Begin DOCUMENT PASSAGE
Sri Lanka, having a history as long as many ancient civilizations, positioned at the crossroads of the East and the West, and being a multicultural society, celebrates a wide variety of festivals, ceremonies and events.

Every year on or about April 13 Sinhalese and Tamil people celebrate Sinhalese and Tamil New Year Festival, Muslims celebrate Mawlid, fast during the Islamic month Ramadan and celebrate at the end of the month with the festival which is (Eid al-Fitr) and  (Eid al-Adha) is celebrated on the final month of the Islamic calendar known as Dhu al-Hijjah. Christians celebrate Easter and Christmas.  Esala Perahera (A-suh-luh peh-ruh-ha-ruh) is a grand festival in the month of Esala held in Sri Lanka. Happening in July or August in Kandy, it has become a unique symbol of Sri Lanka. It is a Buddhist festival consisting of dances and richly decorated elephants. There are fire-dances, whip-dances, Kandyan dances and various other cultural dances. The elephants are usually adorned with lavish garments. The festival ends with the traditional 'diya-kepeema'. The elephant is paraded around the city carrying a casket venerated by Buddhists as bearing the Relic of the tooth of the Buddha.
End DOCUMENT PASSAGE
Begin INFORMATION SHOWN
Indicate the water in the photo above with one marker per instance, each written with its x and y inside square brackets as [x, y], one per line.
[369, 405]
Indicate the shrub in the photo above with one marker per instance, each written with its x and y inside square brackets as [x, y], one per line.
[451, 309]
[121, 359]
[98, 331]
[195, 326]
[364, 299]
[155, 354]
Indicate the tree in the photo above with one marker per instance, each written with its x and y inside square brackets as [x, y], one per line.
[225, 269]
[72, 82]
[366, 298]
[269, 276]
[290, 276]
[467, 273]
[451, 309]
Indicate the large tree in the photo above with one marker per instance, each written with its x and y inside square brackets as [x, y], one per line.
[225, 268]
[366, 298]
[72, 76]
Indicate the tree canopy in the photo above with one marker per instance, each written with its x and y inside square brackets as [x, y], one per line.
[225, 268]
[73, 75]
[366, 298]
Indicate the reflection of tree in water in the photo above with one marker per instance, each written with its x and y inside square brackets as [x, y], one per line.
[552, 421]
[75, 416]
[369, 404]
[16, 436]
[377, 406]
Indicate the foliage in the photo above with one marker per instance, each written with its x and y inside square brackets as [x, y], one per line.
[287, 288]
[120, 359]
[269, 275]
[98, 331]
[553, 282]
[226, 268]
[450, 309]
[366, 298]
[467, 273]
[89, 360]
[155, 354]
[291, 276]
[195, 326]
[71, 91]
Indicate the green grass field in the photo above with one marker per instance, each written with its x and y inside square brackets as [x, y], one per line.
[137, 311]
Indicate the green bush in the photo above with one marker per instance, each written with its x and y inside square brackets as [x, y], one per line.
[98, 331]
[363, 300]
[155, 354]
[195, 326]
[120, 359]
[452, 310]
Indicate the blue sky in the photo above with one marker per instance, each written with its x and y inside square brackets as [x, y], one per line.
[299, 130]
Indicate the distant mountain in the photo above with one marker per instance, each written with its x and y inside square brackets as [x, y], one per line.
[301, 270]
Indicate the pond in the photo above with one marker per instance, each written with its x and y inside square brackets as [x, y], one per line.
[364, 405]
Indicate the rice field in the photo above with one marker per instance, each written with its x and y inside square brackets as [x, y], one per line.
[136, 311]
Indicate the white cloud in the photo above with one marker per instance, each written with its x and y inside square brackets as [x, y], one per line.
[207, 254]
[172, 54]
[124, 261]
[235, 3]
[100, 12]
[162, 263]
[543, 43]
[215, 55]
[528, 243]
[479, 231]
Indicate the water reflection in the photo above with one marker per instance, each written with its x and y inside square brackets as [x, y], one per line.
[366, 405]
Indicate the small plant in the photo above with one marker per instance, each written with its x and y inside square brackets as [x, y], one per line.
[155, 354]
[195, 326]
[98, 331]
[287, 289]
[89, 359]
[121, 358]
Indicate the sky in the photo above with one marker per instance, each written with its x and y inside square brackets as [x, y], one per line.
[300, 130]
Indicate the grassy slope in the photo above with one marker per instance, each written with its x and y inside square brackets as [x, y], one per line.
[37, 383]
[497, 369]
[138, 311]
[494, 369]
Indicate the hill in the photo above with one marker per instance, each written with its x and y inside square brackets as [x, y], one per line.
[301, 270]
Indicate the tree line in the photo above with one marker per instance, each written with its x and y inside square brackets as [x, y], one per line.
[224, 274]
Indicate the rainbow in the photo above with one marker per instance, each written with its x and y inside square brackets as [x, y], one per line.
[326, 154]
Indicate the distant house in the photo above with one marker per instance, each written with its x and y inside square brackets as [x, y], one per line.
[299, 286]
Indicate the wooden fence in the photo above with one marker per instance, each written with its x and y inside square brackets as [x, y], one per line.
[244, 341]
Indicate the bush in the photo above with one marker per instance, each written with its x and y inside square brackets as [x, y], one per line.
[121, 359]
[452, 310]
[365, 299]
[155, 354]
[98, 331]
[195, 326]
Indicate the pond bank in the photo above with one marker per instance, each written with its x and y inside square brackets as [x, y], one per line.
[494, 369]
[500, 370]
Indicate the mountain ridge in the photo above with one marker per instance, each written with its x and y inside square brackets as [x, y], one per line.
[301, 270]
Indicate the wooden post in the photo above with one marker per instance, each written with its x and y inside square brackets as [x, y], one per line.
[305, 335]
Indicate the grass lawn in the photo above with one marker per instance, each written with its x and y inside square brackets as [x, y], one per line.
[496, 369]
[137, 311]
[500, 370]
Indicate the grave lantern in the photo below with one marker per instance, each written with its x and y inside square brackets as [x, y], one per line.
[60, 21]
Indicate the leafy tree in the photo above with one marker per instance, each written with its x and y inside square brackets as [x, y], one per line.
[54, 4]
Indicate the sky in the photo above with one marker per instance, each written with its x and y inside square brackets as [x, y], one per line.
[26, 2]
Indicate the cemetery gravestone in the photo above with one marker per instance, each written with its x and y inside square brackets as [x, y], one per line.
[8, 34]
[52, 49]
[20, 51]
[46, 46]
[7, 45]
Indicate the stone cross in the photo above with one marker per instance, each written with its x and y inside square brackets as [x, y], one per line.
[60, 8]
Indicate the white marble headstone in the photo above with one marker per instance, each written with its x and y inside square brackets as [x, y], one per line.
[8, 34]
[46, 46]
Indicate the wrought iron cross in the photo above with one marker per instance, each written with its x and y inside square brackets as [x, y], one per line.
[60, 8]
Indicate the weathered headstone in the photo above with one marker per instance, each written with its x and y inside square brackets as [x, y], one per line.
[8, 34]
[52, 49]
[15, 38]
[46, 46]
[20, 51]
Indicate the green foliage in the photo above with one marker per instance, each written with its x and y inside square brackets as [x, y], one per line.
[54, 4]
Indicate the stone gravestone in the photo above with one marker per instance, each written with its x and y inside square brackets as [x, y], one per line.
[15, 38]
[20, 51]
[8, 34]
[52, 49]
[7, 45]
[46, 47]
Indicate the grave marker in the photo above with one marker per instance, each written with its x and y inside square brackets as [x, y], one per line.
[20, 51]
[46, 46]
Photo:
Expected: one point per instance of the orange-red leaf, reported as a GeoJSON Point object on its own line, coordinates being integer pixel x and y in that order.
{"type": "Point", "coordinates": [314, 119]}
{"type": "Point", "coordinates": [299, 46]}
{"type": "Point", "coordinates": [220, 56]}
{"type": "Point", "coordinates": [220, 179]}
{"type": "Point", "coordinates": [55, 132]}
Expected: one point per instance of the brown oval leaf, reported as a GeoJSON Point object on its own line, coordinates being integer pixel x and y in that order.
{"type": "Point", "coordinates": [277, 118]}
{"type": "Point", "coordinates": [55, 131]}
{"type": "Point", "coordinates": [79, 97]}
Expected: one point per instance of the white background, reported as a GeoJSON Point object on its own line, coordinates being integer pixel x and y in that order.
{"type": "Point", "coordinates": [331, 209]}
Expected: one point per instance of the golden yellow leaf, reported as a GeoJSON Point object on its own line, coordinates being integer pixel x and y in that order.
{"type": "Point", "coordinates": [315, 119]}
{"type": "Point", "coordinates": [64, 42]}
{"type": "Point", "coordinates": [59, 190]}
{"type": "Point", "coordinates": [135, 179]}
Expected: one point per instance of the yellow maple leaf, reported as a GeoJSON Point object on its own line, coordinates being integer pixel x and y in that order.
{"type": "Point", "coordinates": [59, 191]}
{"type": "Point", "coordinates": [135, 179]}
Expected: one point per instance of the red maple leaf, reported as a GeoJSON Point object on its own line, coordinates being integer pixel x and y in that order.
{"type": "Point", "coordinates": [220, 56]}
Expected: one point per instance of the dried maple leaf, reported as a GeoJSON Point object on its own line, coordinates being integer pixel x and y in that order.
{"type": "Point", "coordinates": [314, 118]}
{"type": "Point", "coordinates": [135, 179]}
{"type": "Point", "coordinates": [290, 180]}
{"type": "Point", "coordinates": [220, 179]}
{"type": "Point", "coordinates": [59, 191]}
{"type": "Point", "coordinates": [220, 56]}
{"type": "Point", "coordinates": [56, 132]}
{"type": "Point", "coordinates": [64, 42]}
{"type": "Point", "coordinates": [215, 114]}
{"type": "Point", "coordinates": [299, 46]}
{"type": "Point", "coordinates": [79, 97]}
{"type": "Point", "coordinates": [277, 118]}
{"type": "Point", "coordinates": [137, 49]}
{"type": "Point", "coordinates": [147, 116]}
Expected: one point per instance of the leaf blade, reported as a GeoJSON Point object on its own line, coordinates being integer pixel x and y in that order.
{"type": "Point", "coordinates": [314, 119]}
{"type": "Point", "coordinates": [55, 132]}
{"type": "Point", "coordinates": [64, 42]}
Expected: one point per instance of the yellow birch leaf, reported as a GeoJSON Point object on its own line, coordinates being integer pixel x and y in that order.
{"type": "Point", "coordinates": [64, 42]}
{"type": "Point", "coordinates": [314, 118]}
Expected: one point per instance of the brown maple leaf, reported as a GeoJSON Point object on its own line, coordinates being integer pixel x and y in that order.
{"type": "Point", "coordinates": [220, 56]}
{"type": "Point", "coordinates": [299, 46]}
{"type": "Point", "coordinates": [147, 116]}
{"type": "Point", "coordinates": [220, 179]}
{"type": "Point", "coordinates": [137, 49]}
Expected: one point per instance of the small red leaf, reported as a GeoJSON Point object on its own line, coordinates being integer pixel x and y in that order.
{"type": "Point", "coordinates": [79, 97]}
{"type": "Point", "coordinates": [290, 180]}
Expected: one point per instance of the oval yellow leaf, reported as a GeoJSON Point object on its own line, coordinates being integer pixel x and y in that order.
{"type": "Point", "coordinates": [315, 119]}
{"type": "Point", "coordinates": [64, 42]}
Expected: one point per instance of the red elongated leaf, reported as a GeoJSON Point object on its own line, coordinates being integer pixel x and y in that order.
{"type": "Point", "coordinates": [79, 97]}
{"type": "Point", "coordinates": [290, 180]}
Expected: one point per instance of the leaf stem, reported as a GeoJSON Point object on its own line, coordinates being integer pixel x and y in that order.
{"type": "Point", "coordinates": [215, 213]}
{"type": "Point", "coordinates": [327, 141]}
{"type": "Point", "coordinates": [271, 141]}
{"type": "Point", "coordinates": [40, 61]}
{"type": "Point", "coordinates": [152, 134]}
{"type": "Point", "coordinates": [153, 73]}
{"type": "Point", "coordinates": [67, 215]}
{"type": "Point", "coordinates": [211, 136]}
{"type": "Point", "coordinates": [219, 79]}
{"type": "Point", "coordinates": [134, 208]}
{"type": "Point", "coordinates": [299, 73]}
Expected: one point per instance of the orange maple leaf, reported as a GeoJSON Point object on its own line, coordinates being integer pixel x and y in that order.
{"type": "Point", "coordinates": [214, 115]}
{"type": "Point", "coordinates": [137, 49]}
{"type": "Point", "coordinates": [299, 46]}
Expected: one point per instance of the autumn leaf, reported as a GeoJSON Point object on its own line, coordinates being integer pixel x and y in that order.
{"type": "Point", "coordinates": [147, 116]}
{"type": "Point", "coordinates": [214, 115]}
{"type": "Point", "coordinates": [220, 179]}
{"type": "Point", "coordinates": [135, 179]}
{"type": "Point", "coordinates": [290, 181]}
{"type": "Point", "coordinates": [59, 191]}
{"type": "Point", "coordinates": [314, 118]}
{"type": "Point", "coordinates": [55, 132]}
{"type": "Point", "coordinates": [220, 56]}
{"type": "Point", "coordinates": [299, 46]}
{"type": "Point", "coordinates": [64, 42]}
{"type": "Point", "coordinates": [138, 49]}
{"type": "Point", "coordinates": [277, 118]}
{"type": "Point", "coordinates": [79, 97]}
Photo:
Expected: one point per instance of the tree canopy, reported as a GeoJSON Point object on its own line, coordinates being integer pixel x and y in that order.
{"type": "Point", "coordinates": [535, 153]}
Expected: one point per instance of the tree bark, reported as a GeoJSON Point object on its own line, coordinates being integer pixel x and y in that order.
End INFORMATION SHOWN
__REQUIRED WORK__:
1) Rewrite the passage on Sri Lankan festivals starting with "Sri Lanka, having" and going on through "ceremonies and events.", replacing "festivals" with "holidays".
2) According to the passage on Sri Lankan festivals, is each statement true? Answer yes or no, and quote the deciding words. (a) Esala Perahera takes place in July or August in Kandy. (b) The elephants in Esala Perahera are usually left unadorned. (c) Esala Perahera begins with the traditional 'diya-kepeema'.
The records have no connection to the passage on Sri Lankan festivals.

__RESULTS__:
1)
Sri Lanka, having a history as long as many ancient civilizations, positioned at the crossroads of the East and the West, and being a multicultural society, celebrates a wide variety of holidays, ceremonies and events.

2)
(a) Yes: "Happening in July or August in Kandy"
(b) No: "The elephants are usually adorned with lavish garments."
(c) No: "The festival ends with the traditional 'diya-kepeema'."